Bastam 300 metros para causar um arrepio na espinha e nostalgia ao mesmo tempo. Em Laguna Seca, uma das mais famosas pistas da série Gran Turismo, existe uma ligeira subida, seguida de uma íngreme descida com curva e contracurvas. Para quem como eu se estreou na série deste simulador automóvel há 25 anos, é impossível não sorrir ao reviver este momento de condução no agora novo Gran Turismo 7 (GT7).
Ao longo dos muitos anos e títulos da série, cada um ultrapassava o próximo e marcava um novo marco como o mais completo jogo de carros nas consolas. Passar a ponte de Grand Valley Speedway e entrar no túnel deslumbrou os jogadores, tanto os que a experimentavam pela primeira vez, assim como os que sempre jogaram ao longo de duas décadas e escolheram este como o seu amor preferido pela simulação automóvel.

We’ve come a long way…
No entanto, a partir do GT5 algo mudou. A série Forza Motorsport, que sempre foi designado como o clone inferior de GT, começou o seu trajecto de passar para a dianteira e ultrapassar (metáforas à parte) o seu concorrente directo. Esta aposta da Microsoft tornou-se tão bem sucedida que, passados uns anos, Forza 6 já estava a par com GT, até que Forza 7 simplesmente arrasou a propriedade da Sony em termos de fidelidade e jogabilidade automóvel.
Quero acreditar que GT Sport foi uma espécie de hiato, enquanto a Polyphony Digital reconstruia um simulador que regressasse ao pódio, e é isso mesmo que consegue GT7. GT7 é o maior salto na série desde o aparecimento de GT4 que em fim de vida de uma consola (neste caso a PS2) apostou pelo seguro, daí para a frente, sem grandes remodelações. A questão é que essa liderança poderá não durar muito tempo devido a uma concessão, mas já lá iremos mais à frente.

----------------------------------------

O que fazer >>
[1] Que jogos da série Gran Turismo são referidos pelo nome no texto sobre o Gran Turismo 7?
[2] Em que consola saiu o GT4, segundo o texto sobre o Gran Turismo 7?
Os registos não têm qualquer relação com o texto sobre o Gran Turismo 7.

Registos em bruto >>
----------------------------------------

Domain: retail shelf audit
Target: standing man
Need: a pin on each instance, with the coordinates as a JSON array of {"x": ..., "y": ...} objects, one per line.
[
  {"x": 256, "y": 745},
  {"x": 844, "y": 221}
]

----------------------------------------

Respostas >>
[1] Gran Turismo 7 (GT7), GT5, GT Sport e GT4.

[2] Na PS2, em fim de vida da consola.